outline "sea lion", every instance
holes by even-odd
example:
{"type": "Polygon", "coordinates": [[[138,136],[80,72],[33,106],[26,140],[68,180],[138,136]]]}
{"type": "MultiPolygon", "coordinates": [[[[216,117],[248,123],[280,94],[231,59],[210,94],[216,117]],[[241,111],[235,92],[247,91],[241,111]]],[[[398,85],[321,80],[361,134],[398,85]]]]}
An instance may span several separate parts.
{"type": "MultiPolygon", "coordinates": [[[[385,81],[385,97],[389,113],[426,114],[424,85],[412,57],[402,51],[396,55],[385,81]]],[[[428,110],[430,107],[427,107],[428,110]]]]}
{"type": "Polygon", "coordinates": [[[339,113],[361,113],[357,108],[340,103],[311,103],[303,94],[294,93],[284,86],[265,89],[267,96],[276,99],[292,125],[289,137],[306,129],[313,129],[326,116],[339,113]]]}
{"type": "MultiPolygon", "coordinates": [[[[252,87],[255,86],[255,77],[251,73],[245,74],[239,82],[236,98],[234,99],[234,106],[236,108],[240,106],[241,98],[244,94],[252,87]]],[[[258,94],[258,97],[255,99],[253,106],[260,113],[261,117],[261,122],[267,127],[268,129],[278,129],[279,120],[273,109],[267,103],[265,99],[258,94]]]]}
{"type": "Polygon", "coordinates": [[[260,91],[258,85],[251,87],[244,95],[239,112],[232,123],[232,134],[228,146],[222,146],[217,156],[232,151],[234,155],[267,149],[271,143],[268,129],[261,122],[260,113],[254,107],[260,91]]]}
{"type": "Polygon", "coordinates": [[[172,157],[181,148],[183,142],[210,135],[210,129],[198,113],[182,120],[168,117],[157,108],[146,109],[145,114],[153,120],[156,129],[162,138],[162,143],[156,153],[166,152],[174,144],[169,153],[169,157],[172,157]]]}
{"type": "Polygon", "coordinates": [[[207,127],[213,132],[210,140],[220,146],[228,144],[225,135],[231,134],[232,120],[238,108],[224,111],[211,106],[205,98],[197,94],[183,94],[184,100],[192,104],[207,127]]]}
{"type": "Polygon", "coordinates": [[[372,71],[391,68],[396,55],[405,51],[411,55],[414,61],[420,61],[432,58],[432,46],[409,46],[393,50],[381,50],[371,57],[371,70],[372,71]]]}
━━━━━━━━━━
* Required task:
Which lines of the material contain the word "instance"? Return each of those lines in full, and treat uppercase and lowercase as different.

* Exercise answer:
outline "sea lion", every instance
An instance may span several separate parts.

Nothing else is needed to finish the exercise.